▶ **Instructions**
**1.** List every percentage that the passage on sleep disturbances gives for participants or patients with MCI, in the order they appear.
**2.** Answer these questions from the passage on sleep disturbances:
(a) Whose study compared subjects with and without cognitive impairment?
(b) What percentage of AD patients had sleep disturbance in the article that used the Cardiovascular Healthy Study?
(c) What may partially explain the conflicting results?

▶ **Selected passage**
....
Among the studies that investigated the prevalence of sleep disturbances in a population, they found distinguishing features between subjects with MCI, those with normal cognition and AD patients. The study conducted by Muangpaisan compares subjects with and without cognitive impairment and demonstrated that night time behaviors are more common in MCI patients (45.5%) than in normal population (23.3%) [7]. Another study comparing the same both population report a prevalence of nigh time behaviors around 18.3% in individuals whit MCI and 10.9% in individuals whit normal cognition [4]. The article that used the Cardiovascular Healthy Study to compare individuals classified as having dementia, as having MCI and did not meet criteria for MCI and dementia found that 8.8% of MCI participates have sleep disturbance, comparing with 19.9% from AD patients, (the prevalence in normal population was not available). According to this article, sleep problems are the most frequent clinically significant neuropsychiatric symptom and the second one among patients whit dementia [5]. The other study that analyses people with dementia and compared with people with MCI found a prevalence of 37% of sleeping problem in the first group and 56% in the second group [6]. This conflicting results maybe be partially explained by the difference in scale used in the latter study.
....
▶ **The data**
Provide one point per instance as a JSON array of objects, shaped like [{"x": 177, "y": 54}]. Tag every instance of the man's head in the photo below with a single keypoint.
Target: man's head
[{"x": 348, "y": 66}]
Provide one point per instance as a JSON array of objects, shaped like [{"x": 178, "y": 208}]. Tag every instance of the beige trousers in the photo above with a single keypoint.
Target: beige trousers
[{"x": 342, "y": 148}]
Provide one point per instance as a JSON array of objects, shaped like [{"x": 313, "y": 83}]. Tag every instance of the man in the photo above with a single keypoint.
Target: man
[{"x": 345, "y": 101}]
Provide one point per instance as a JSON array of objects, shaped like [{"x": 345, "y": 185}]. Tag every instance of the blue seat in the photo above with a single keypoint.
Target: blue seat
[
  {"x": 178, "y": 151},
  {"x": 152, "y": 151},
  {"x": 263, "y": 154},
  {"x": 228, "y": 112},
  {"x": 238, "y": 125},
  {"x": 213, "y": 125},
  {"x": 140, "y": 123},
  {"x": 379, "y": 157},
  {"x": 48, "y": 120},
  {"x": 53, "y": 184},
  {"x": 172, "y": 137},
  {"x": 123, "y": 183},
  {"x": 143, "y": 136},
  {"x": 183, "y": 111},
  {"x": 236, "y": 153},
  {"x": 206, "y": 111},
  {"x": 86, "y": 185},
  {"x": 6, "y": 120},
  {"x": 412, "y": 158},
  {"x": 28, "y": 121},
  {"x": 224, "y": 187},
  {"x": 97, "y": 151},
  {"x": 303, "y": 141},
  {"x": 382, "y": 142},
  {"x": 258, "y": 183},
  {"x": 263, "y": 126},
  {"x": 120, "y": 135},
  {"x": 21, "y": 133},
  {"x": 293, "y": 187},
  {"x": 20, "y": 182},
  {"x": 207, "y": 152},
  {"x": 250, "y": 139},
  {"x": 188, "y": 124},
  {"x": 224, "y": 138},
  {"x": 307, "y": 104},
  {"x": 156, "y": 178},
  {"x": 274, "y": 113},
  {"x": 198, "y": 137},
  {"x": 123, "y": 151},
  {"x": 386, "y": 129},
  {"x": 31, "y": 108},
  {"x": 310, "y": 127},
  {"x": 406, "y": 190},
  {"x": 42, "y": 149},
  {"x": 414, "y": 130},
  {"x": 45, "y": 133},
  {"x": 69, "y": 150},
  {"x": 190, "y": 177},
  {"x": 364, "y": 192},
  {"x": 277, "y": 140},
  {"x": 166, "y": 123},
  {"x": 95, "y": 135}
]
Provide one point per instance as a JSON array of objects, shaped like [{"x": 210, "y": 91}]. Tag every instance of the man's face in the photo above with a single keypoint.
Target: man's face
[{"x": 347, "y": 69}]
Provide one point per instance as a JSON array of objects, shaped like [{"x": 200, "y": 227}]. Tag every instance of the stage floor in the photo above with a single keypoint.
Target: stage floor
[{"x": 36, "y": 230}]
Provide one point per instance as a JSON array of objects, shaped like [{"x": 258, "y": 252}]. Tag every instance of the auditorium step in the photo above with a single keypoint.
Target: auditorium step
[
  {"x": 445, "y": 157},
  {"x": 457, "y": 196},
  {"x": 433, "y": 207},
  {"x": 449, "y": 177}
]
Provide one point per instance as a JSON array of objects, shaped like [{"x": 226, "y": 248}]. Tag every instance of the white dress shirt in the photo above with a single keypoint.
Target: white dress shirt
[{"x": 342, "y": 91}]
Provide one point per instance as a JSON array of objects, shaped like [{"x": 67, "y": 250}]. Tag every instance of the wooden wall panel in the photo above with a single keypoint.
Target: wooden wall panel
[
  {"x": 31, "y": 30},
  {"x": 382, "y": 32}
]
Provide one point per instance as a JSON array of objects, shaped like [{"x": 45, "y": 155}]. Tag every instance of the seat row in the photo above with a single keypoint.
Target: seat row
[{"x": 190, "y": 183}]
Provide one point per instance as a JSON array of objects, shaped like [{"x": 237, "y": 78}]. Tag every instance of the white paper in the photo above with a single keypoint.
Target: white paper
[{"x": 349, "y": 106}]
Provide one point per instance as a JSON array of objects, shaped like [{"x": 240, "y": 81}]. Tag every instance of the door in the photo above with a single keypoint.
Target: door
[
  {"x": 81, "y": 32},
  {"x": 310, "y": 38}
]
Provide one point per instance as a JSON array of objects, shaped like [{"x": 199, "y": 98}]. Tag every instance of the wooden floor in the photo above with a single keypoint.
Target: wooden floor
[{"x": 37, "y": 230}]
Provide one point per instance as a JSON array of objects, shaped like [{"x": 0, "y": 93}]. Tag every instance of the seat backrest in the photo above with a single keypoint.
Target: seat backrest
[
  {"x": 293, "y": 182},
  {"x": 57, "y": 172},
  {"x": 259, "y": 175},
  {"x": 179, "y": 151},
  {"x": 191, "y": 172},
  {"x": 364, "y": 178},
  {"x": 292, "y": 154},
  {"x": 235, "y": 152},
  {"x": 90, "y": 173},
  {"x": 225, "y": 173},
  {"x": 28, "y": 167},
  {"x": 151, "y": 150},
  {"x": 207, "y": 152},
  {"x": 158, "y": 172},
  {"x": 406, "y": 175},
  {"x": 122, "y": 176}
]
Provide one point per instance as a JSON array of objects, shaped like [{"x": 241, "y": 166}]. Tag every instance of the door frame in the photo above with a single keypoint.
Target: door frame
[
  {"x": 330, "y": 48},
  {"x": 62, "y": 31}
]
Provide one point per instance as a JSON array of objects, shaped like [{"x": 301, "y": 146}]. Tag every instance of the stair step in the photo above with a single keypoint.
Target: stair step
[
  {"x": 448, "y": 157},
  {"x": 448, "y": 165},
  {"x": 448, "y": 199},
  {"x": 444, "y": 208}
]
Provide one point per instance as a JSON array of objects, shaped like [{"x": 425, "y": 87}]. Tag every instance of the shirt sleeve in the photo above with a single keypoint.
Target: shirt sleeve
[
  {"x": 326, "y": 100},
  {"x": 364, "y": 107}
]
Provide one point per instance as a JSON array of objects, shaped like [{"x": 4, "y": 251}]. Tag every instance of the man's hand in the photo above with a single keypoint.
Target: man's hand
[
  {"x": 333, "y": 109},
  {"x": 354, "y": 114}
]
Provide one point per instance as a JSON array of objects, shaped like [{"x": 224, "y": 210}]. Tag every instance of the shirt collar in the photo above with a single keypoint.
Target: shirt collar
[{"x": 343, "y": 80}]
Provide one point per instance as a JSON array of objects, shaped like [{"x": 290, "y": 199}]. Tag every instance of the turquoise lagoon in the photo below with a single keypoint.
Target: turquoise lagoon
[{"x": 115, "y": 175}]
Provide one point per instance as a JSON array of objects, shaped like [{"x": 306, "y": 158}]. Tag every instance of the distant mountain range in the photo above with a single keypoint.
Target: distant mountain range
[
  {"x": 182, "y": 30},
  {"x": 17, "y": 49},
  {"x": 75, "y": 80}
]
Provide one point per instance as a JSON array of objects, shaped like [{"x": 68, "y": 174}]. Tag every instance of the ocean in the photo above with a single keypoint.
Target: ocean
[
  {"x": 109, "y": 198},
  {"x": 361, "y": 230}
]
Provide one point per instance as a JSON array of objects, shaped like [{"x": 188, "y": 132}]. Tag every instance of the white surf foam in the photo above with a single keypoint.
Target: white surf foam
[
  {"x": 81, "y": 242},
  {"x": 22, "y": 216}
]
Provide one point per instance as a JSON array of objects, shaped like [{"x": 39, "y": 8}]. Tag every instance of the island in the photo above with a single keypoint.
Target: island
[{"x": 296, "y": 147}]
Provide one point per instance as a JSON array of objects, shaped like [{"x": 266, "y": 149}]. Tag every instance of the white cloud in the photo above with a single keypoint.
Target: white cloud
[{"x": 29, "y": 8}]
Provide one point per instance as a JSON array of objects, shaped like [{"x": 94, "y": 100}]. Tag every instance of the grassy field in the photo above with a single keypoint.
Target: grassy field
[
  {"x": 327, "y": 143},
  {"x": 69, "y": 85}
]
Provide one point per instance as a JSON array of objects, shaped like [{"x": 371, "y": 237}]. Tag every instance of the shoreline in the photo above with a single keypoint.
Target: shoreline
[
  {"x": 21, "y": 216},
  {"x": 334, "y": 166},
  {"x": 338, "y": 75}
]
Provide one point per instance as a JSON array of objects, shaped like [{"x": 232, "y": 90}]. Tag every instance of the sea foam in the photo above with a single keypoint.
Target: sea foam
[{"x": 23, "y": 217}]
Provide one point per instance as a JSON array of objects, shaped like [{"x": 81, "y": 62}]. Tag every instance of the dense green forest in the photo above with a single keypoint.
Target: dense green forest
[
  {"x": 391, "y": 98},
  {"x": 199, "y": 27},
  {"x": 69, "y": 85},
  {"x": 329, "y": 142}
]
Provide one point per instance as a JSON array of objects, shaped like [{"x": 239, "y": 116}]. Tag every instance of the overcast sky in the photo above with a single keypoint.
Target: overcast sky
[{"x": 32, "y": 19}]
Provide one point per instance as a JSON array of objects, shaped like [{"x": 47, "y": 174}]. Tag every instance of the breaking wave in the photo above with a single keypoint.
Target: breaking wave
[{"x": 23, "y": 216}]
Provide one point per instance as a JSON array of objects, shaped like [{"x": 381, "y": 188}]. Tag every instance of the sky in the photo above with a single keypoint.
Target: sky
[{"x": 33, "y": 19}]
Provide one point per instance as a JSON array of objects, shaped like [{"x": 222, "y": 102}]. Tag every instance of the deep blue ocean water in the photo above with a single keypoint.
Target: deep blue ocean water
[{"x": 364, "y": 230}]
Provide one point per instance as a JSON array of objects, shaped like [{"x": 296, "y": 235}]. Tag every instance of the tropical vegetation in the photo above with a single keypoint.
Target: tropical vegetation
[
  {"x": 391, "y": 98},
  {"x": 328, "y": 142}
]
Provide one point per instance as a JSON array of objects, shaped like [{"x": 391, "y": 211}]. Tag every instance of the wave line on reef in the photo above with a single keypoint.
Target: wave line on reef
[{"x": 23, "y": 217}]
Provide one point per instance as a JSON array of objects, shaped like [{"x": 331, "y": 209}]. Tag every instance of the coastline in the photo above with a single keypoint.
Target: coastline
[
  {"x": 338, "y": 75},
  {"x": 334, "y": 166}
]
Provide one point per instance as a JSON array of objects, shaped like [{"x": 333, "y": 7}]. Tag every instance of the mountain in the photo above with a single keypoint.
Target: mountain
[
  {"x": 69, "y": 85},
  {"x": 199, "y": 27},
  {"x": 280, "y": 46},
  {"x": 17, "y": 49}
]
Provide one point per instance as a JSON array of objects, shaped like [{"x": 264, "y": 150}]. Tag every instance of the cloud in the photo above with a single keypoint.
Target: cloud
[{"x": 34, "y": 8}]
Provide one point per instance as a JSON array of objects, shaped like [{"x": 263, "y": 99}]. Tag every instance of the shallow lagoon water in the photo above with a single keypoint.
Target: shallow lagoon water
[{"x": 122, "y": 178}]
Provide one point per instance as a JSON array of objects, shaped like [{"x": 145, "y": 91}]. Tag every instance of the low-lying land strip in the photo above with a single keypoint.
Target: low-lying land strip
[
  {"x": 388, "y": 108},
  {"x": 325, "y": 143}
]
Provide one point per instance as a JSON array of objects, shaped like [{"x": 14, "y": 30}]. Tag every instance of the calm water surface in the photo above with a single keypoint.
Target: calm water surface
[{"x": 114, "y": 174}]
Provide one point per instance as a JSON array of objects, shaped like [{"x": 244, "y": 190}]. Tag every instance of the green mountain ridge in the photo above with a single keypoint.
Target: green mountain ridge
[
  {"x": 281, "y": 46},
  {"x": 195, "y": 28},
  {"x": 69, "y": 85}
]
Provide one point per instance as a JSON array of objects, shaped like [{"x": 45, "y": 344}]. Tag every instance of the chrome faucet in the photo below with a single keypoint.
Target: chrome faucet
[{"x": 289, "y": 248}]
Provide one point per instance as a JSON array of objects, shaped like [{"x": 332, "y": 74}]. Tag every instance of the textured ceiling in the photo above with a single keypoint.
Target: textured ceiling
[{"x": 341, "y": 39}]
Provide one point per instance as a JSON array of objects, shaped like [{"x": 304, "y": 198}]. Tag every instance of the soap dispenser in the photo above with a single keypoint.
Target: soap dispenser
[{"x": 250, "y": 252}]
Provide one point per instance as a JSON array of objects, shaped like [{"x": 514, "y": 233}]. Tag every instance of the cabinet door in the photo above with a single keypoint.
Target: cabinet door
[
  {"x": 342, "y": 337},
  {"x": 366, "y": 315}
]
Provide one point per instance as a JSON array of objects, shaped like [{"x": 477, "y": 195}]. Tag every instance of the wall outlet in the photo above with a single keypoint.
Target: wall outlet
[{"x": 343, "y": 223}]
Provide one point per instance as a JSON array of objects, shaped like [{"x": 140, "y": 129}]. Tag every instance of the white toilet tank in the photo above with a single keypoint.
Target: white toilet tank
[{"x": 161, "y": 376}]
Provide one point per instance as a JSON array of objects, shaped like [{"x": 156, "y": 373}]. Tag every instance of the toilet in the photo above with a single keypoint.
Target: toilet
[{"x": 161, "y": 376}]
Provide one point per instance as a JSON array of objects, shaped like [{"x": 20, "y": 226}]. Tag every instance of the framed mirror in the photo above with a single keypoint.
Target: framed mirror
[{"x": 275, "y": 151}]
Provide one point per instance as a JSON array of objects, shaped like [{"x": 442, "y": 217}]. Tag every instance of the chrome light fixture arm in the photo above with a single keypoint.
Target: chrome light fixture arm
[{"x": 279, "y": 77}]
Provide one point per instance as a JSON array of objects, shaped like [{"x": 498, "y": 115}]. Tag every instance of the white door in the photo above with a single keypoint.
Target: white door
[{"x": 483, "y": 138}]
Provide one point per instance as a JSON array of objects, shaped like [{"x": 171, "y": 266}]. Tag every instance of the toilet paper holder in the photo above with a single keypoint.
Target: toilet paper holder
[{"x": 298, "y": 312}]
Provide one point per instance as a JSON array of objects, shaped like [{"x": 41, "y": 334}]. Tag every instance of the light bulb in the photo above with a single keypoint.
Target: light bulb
....
▶ **Solutions to the tasks**
**1.**
45.5%
18.3%
8.8%
56%

**2.**
(a) Muangpaisan's study.
(b) 19.9%.
(c) The difference in the scale used in the latter study.